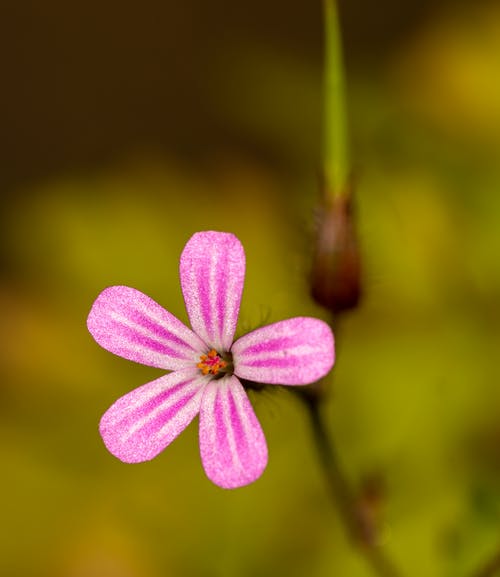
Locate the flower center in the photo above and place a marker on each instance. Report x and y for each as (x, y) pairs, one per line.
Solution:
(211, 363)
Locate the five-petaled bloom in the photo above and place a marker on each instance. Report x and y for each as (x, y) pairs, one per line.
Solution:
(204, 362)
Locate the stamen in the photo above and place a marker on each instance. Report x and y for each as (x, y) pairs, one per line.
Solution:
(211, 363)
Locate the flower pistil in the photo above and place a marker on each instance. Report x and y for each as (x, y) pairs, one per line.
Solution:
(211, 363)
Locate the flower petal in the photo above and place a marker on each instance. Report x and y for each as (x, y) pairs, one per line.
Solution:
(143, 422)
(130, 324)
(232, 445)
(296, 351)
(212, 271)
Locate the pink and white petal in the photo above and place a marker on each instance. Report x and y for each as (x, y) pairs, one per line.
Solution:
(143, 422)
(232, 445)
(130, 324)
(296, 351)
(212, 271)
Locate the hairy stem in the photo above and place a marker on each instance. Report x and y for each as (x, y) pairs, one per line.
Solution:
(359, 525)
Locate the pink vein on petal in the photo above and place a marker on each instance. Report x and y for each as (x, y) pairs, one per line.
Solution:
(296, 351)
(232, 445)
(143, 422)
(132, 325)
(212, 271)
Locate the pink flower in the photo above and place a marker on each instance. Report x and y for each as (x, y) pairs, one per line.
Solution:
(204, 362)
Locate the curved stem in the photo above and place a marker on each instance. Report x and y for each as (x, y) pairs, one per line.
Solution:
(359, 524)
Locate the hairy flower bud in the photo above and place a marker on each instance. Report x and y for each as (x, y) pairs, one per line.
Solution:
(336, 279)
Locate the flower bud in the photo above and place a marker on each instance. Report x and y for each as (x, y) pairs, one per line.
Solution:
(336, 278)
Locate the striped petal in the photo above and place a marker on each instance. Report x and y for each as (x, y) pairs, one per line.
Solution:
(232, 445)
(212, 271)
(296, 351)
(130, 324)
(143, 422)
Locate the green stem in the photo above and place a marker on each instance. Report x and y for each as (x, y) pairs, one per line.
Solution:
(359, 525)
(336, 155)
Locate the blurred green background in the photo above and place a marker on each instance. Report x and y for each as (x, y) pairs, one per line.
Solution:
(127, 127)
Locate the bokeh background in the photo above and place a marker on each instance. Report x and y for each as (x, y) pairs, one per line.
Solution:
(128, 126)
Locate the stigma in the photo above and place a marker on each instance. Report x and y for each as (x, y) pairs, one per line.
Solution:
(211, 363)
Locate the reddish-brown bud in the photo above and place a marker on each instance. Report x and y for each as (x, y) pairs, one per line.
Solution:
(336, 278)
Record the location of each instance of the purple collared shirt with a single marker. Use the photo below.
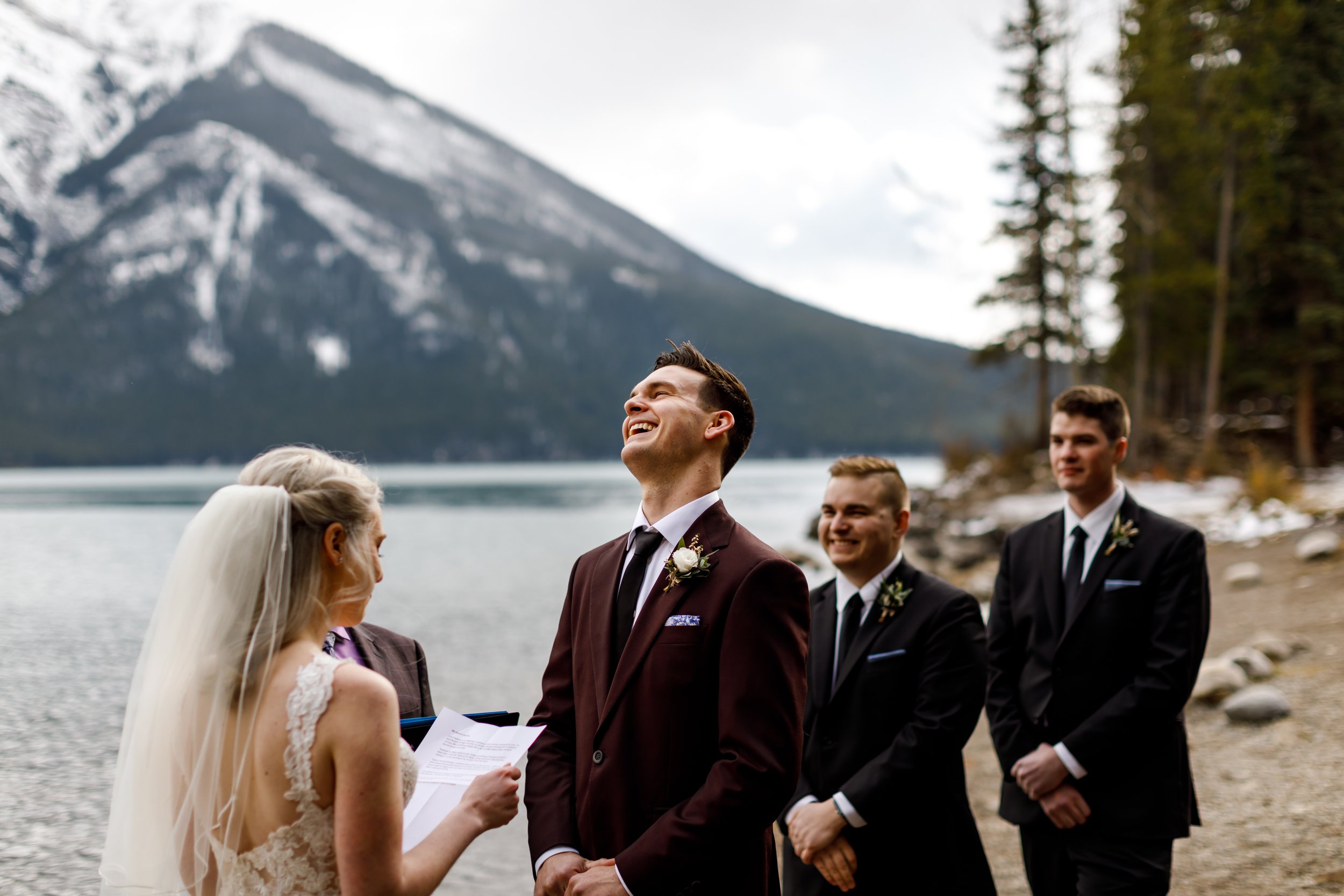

++++++++++++++++++++

▶ **TASK INSTRUCTIONS**: Revise all the rows above, replacing "marker" with "point" wherever it occurs and changing nothing else. Leave the pictures out of the output.

▶ **EXERCISE OUTPUT**:
Locate the flower center in the photo above and place a point on each instance. Report x and y for each as (x, y) pairs, one per line.
Solution:
(211, 363)
Locate the five-petaled bloom in the photo above and place a point on each instance. Report x and y for each as (x, y) pairs, one per line.
Solution:
(204, 362)
Locate the stamen in the photo above and place a point on each instance. Report x and y for each as (x, y) pairs, one per line.
Solution:
(211, 363)
Locate the flower pistil in the photo above and place a point on each instance. Report x and y for each as (x, y) pairs, one per line.
Solution:
(211, 363)
Locate the flower petal in the photo above and place a point on each instance. Report x and y for each as (x, y) pairs, one per line.
Solution:
(143, 422)
(130, 324)
(232, 445)
(296, 351)
(212, 271)
Locate the pink and white petal in the photo above and place a point on each instance. Report x and y for each as (x, y) pairs, one per line.
Solution:
(143, 422)
(232, 445)
(130, 324)
(296, 351)
(212, 271)
Locate the hairy stem in the photo above and place a point on each instance. Report x and y for each as (x, y) pairs, one per line.
Solution:
(359, 525)
Locate the pink vein on petal in the photo above and place a point on each instance. Report x and y for each as (x, y) pairs, one per line.
Solution:
(296, 351)
(232, 445)
(143, 422)
(132, 325)
(212, 271)
Locate the pink flower in the photo above and place a point on each instance. Report x and y for each as (x, y) pairs, one per line.
Solution:
(204, 362)
Locate the curved stem in the photo above and place a point on each instance. Report x and y for each as (x, y) pairs, one per line.
Solution:
(359, 524)
Locate the hairy flower bud in the photo above and place a point on each instance. Report x and y for each as (x, y) pairs, one per line.
Solution:
(336, 279)
Locate the flower bud in the photo above and place a point on each instance. Report x and y for each as (x, y) pairs, one per line.
Solution:
(336, 278)
Locate the striped petal in the photo above and place a point on each instance. Report x and y for each as (x, y) pairs, one per line.
Solution:
(232, 445)
(212, 271)
(296, 351)
(130, 324)
(143, 422)
Locate the green stem in the photo above and place a point on each instance. Report x and y for each as (x, y) pairs, one per line.
Solution:
(359, 525)
(336, 155)
Locate the blurred green background in the photo above and place a point on each instance. Report x and y for each as (x, y) pairs, one per line.
Solution:
(127, 127)
Locate the bokeh background in the photo above and place a point on each instance. Report x and y for each as (x, y) pairs, one per line.
Solution:
(128, 126)
Locate the stigma in the photo above and place a point on each instance. Report x and y for each as (x, y) pairs, one per line.
Solution:
(211, 363)
Locate the reddish-brown bud in the photo above and place a point on each instance. Report x and y for each as (x, y) pairs, one per line.
Solution:
(336, 278)
Record the location of each instance of the purple collared shirt with a single point. Use the photo below.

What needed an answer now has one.